- What you should do -
Everything from the line containing "Can you find the person paddling?" to the end of the data must be duplicated word for word, and nothing else may appear.

*** Block opens ***

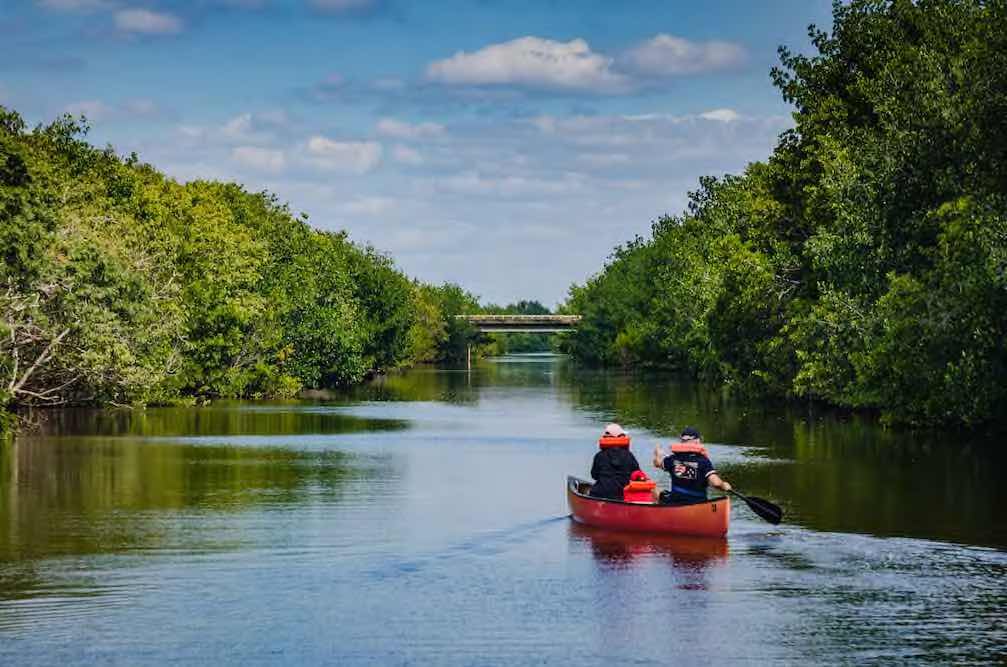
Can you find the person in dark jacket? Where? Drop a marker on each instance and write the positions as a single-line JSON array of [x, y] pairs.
[[612, 464], [689, 464]]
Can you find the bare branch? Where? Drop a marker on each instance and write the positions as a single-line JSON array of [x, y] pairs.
[[44, 357]]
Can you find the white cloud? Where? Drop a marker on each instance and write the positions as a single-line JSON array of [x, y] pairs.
[[141, 107], [475, 183], [263, 159], [94, 110], [75, 5], [721, 115], [668, 55], [147, 22], [603, 159], [391, 127], [352, 156], [532, 61], [407, 155], [336, 6], [238, 127], [259, 127], [369, 206]]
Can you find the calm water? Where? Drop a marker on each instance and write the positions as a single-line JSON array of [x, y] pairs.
[[423, 520]]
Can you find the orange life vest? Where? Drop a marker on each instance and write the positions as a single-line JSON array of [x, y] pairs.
[[689, 448], [639, 489], [606, 441]]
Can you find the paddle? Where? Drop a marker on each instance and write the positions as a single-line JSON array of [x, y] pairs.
[[761, 507]]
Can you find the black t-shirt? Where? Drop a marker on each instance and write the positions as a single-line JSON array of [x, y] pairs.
[[611, 470], [689, 473]]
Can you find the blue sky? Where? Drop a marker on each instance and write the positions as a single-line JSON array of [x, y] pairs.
[[505, 145]]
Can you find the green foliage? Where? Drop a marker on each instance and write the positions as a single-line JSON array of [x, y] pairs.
[[502, 344], [862, 264], [118, 285]]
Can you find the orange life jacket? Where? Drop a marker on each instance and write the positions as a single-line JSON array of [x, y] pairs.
[[639, 489], [606, 441], [689, 448]]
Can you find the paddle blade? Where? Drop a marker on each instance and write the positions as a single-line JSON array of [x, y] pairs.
[[764, 509]]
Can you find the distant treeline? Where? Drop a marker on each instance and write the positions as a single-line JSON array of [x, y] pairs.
[[119, 285], [865, 262]]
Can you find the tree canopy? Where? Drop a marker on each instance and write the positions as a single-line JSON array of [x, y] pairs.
[[865, 262], [119, 285]]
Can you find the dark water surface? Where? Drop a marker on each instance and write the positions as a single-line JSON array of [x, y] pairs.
[[423, 520]]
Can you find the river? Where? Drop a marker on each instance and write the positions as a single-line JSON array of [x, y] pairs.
[[422, 519]]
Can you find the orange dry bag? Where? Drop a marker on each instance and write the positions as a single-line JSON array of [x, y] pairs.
[[689, 448], [639, 489], [606, 441]]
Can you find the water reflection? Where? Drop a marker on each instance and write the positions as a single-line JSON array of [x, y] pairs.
[[91, 495], [409, 522], [621, 549]]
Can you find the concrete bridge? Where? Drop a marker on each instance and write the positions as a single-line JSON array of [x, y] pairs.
[[523, 323], [518, 324]]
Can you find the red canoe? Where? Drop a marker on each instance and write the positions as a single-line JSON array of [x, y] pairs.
[[707, 518]]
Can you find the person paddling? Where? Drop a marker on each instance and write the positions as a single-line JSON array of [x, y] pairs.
[[612, 464], [691, 470]]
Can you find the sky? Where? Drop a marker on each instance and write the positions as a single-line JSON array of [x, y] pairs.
[[505, 145]]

*** Block closes ***

- Result of this exercise -
Can you find the person paddling? Where? Drop a marker on each instance and write the positions as a single-line JSON array of [x, y] pairs.
[[612, 464], [691, 470]]
Can you find the sky? Where? Drop a marker on each instance and write the positions as a single-line JSON array of [x, y] pairs.
[[505, 145]]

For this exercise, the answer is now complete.